Reading text ▸

====

Saturday, October 29, 2011


Guess, what guys? The Stars are 7-3 and leading the Pacific Division! Plenty of room on the bandwagon. Halloween is on Monday and I would bet that half of you either have not yet figured out your costume or will be abstaining altogether [I’m looking at you, Greg]. Follow the jump to get this week’s preview and some last minute costume advice.

Hangover (2-5) at Clipboard (2-5)
Now that we have hit the season’s halfway point, the battle for the title of Taintsman has started to heat up. The Clipboard and Hangover face each other in their first rivalry game this season. But while MMB is trying to keep his head above water, Kelly could find himself in the NFC playoff discussion with a win. I think SKC should dress up as Justin Timberlake because like the former N’Sync-ster, Mr. C hasn’t had any hits since his victory of 2007. Newman would be a great costume for MB. Sometimes we really can’t stand their antics, but they’re often vital as the punch line of a joke.

Raditude (3-4) at Bye Week (4-3)

====

Extracted entries ▸
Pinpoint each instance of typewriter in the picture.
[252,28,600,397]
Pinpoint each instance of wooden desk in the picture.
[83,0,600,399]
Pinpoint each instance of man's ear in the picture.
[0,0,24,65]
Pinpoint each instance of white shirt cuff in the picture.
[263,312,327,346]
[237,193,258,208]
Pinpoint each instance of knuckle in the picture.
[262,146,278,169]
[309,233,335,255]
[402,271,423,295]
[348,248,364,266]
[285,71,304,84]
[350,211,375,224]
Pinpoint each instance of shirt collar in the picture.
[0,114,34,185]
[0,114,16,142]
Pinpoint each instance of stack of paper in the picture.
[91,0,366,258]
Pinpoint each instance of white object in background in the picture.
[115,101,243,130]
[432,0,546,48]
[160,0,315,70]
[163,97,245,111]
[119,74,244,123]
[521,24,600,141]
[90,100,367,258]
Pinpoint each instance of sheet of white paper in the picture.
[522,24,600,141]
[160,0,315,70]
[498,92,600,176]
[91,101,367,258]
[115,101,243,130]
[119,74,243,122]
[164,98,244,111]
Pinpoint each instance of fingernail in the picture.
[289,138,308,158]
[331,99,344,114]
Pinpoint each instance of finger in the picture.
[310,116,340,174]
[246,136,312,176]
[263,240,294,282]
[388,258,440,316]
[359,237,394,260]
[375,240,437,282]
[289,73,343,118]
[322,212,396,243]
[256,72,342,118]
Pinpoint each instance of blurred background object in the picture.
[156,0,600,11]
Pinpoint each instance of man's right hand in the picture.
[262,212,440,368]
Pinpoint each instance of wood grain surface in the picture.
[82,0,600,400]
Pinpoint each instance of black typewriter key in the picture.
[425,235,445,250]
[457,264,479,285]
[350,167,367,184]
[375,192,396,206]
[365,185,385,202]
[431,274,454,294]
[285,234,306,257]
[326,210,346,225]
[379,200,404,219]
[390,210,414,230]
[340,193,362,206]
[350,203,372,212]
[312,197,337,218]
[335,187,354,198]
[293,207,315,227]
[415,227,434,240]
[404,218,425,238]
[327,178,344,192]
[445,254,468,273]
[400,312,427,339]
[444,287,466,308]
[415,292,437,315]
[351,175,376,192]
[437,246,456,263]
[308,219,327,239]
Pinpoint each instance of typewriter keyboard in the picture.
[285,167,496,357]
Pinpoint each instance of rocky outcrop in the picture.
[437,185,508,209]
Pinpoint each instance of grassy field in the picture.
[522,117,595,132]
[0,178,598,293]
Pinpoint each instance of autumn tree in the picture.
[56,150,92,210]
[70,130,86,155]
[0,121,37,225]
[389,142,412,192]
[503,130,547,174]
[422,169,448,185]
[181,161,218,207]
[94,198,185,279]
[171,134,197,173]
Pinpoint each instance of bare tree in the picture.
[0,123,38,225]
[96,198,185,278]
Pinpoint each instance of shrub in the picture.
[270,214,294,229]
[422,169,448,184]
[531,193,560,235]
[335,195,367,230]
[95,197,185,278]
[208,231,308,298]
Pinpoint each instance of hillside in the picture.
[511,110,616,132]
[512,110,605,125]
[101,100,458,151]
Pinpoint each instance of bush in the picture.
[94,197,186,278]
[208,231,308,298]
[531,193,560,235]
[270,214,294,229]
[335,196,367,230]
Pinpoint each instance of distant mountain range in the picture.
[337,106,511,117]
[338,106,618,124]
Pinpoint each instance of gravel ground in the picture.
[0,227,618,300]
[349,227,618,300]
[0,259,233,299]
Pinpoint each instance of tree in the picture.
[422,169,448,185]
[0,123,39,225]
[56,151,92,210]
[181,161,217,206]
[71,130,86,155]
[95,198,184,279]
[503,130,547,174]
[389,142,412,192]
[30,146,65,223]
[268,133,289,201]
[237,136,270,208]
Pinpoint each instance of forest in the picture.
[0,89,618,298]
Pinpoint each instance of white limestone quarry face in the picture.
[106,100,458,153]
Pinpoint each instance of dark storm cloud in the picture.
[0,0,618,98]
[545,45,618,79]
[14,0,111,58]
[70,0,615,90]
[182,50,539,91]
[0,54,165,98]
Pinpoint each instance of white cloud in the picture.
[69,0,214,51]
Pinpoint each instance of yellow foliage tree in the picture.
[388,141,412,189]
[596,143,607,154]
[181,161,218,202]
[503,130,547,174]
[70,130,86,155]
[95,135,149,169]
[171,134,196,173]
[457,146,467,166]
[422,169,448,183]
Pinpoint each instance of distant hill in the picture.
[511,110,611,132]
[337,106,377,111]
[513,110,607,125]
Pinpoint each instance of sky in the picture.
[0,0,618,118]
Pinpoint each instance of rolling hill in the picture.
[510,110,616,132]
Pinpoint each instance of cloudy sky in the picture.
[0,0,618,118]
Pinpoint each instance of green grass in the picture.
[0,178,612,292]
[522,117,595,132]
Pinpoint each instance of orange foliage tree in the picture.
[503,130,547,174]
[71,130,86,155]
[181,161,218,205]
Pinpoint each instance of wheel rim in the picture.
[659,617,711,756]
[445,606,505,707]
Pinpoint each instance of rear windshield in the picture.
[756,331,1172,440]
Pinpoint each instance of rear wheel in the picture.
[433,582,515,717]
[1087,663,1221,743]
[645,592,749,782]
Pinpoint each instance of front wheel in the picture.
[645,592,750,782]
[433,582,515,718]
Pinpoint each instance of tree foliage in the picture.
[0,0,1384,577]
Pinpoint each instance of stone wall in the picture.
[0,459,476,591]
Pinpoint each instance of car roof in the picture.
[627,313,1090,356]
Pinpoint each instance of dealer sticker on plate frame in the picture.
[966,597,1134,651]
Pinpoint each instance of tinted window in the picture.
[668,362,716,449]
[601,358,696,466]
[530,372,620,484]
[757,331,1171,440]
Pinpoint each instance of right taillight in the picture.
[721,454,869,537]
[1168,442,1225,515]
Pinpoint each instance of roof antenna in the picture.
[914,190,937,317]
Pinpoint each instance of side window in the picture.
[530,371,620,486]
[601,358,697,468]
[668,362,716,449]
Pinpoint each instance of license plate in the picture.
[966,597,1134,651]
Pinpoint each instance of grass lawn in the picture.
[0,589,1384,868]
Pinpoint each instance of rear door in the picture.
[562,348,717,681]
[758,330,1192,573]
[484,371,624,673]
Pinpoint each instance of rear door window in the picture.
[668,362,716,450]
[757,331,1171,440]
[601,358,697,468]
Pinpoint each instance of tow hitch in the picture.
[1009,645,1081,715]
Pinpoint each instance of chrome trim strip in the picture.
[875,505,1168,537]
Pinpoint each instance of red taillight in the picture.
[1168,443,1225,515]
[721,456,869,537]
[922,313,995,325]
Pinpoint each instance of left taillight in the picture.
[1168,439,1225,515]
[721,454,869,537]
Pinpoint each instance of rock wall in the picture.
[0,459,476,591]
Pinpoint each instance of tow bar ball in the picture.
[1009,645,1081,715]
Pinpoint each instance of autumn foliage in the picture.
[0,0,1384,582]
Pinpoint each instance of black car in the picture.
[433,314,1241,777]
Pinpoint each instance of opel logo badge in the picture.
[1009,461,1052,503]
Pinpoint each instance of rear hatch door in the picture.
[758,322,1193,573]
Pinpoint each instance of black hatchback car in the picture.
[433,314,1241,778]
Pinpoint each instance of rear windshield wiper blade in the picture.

====

Work instructions ▸
[a] In the preview, translate this sentence into Spanish: "The Clipboard and Hangover face each other in their first rivalry game this season."
[b] Reproduce the part of the preview starting with "Saturday, October 29, 2011" and going on through "at Clipboard (2-5)".

Answers to each task ▸
[a] El Clipboard y el Hangover se enfrentan en su primer partido de rivalidad de esta temporada.

[b]
Saturday, October 29, 2011


Guess, what guys? The Stars are 7-3 and leading the Pacific Division! Plenty of room on the bandwagon. Halloween is on Monday and I would bet that half of you either have not yet figured out your costume or will be abstaining altogether [I’m looking at you, Greg]. Follow the jump to get this week’s preview and some last minute costume advice.

Hangover (2-5) at Clipboard (2-5)